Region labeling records
* Start *
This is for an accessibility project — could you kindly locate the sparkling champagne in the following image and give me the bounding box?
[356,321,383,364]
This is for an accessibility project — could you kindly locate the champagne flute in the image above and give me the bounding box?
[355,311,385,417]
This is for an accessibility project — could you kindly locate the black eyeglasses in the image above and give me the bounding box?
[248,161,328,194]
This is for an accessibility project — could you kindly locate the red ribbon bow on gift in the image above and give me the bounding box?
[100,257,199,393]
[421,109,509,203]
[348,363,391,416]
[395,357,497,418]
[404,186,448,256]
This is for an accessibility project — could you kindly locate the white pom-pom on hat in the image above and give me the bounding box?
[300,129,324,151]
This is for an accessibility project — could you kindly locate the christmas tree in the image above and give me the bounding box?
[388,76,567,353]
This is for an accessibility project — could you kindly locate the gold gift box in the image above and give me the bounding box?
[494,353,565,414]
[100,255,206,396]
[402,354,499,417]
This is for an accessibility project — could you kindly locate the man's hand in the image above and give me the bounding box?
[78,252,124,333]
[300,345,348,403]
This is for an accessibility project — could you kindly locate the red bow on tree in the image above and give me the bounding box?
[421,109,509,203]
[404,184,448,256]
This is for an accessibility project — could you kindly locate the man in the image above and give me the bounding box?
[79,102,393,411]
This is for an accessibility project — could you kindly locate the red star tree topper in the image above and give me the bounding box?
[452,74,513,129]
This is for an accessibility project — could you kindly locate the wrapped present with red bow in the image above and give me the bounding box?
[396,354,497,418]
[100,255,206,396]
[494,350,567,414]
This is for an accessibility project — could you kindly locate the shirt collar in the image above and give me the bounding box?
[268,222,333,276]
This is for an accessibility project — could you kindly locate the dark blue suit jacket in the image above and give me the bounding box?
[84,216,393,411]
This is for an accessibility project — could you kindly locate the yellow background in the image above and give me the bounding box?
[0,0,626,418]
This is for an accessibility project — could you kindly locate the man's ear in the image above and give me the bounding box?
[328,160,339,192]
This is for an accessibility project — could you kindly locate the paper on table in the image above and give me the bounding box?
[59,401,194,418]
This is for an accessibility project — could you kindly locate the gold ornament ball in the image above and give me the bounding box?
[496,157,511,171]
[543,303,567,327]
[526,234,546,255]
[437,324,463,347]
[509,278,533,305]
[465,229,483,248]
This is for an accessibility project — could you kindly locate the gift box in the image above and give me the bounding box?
* End *
Rewrite every line of the records from the line containing "locate the yellow" through the end of the records, keeping the wording lines unchanged and scaling each bounding box coordinate by 2.4. Round each scaled coordinate to a whole number, with halves rounded up.

**WRITTEN ANSWER**
This is for an accessibility project — could you kindly locate the yellow background in the image above and give me the bounding box?
[0,0,1502,1003]
This is for an accessibility project — could you kindly locate the man's ear in the image above and give me the bounding box?
[787,384,814,461]
This is for an accessibility project — could you kindly locate the paper on table in the image above and give me the bounding box?
[142,962,466,1003]
This is for an accessibility project — could you kindly locate the gold ornament ball in the image above and give me the bounding box?
[1190,377,1226,410]
[1303,727,1361,785]
[1262,562,1310,612]
[1049,778,1111,833]
[1222,667,1279,732]
[1116,550,1159,595]
This is for an accessibility project — could you kindly locate the gift box in the image above and give me the bounding box?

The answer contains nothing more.